ACTIVITY LIST:
[1] According to the EEMC photon study, what response is used to estimate the fraction of hadron-like versus photon-like backgrounds?
[2] Retype the EEMC photon study between "Updated on Fri, 2008-06-06" and "single photon yield.", inclusive.
[3] Write what comes next in the EEMC photon study, picking up after its final sentence.

DOCUMENT PASSAGE:
Start of Block
Updated on Fri, 2008-06-06 15:23. Originally created by jwebb on 2008-03-28 14:56.
Abstract:  We have EEmc Gammas via conversion method, relaxing the hadronic veto cut identified a background contribution which appears consistent with neutral hadrons (or charged hadrons which slip through our cuts) initiating a hadronic shower w/in the calorimeter stack.  Such a neutral background is not accounted for in our estimate of the background efficiency.  Thus, the extraction method breaks down.  For this study, we use the postshower response to estimate the fraction of hadron-like vs photon-like backgrounds, and extract a more reliable single photon yield.
 
1.0 Description of the Method
 
Begin by applying the following cuts to the event sample

Cuts:

1. Require candidate to be w/in the EEMC with pT > 5.0 GeV.
End of Block
DATA LISTING:
Start of Block
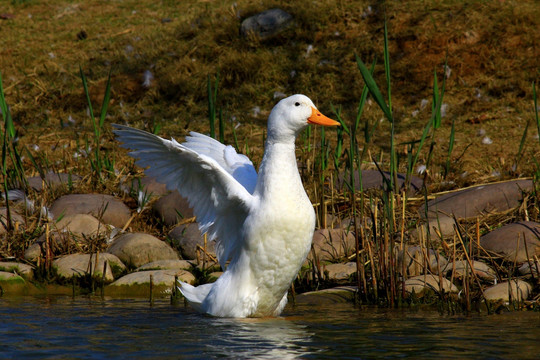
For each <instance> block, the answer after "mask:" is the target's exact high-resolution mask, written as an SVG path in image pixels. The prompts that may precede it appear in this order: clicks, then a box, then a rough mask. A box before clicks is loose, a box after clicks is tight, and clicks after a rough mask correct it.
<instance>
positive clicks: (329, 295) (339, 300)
mask: <svg viewBox="0 0 540 360" xmlns="http://www.w3.org/2000/svg"><path fill="white" fill-rule="evenodd" d="M357 291H358V289H357V287H356V286H338V287H335V288H332V289H325V290H318V291H310V292H306V293H303V294H300V295H297V296H296V303H297V304H308V305H318V304H336V303H345V302H351V303H352V302H354V300H355V299H354V297H355V296H356V292H357Z"/></svg>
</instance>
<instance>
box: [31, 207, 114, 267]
mask: <svg viewBox="0 0 540 360" xmlns="http://www.w3.org/2000/svg"><path fill="white" fill-rule="evenodd" d="M52 226H53V229H52V230H53V231H51V232H49V245H50V247H51V251H52V255H60V254H65V253H66V252H67V251H69V249H70V248H75V249H77V248H79V247H80V245H83V244H87V243H88V241H89V240H91V239H93V238H96V237H99V236H106V234H107V232H108V231H109V228H110V226H109V225H104V224H102V223H100V222H99V220H98V219H96V218H95V217H93V216H92V215H88V214H72V215H67V216H65V217H63V218H62V219H61V220H60V221H58V222H57V223H53V224H52ZM46 239H47V234H46V233H43V234H42V235H41V236H40V237H39V238H38V239H37V241H36V242H35V243H34V244H32V245H31V246H30V247H29V248H28V249H26V251H25V252H24V258H25V259H26V260H28V261H32V262H35V261H37V259H38V258H39V257H40V256H43V255H44V251H43V250H44V249H45V242H46Z"/></svg>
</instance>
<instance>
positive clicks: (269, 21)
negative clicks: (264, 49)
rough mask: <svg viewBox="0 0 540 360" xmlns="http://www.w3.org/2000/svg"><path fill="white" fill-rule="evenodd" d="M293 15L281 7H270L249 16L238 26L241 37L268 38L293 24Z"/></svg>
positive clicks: (262, 38) (270, 37)
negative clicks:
End of Block
ANSWERS GIVEN:
[1] The postshower response.

[2]
Updated on Fri, 2008-06-06 15:23. Originally created by jwebb on 2008-03-28 14:56.
Abstract:  We have EEmc Gammas via conversion method, relaxing the hadronic veto cut identified a background contribution which appears consistent with neutral hadrons (or charged hadrons which slip through our cuts) initiating a hadronic shower w/in the calorimeter stack.  Such a neutral background is not accounted for in our estimate of the background efficiency.  Thus, the extraction method breaks down.  For this study, we use the postshower response to estimate the fraction of hadron-like vs photon-like backgrounds, and extract a more reliable single photon yield.

[3]
2. Isolation cut -- ET / ETR<0.3 > 0.9
3. Charged particle veto -- require sum of all preshower-1 tiles w/in R < 0.3 to be == 0
4. Analyzing cut -- sum preshower-2 tiles w/in R < 0.3 is greater than zero (i.e. at least one tile w/ ADC > 3 sigma + ped
 
Plot the postshower-to-SMD energy ratio of these events.  We see a broad gaussian on top of a much broader background.  The gaussian "photonic" region occurs for relatively little energy in the postshower detector for relatively large SMD energy deposits.  This is the type of signature we expect for electromagetic showers.  It rides on top of a modest background of events, with a tail which extends to large energy deposits in the postshower with little energy showing up in the SMD.  The events in this "hadronic" region are consistent with hadronic showers occuring w/in the endcap.  We fit the distribution to the sum of two gaussians to estimate their relative contributions.
 
For the rest of this discussion, we define D = log(Epost/(Eu+Ev+delta)).
 
n.b. log is ln, i.e. natural logarithm.  As in TMath::Log() ... which of course is undocumented in the root reference guide, and one has to look at the code to find out.  Sheesh.
 
Figure 1 -- Fit to log(Epost/(Eu+Ev+delta)).  The fit is to the sum of two gaussians.  The fit chi2 (conviently left off of the plot) is somewhat poor... 79.47 per 29 dof.  However, this gives us a starting point to estimate the relative fractions of (a) single photons, (b) photonic backgrounds, and (c) hadronic backgrounds.
 

 
To extract the number of gammas, we will try to use the formula 
 
Ngamma = Ntotal × (ε - εbackground) / (εgamma - εbackground)                 (eqn 1)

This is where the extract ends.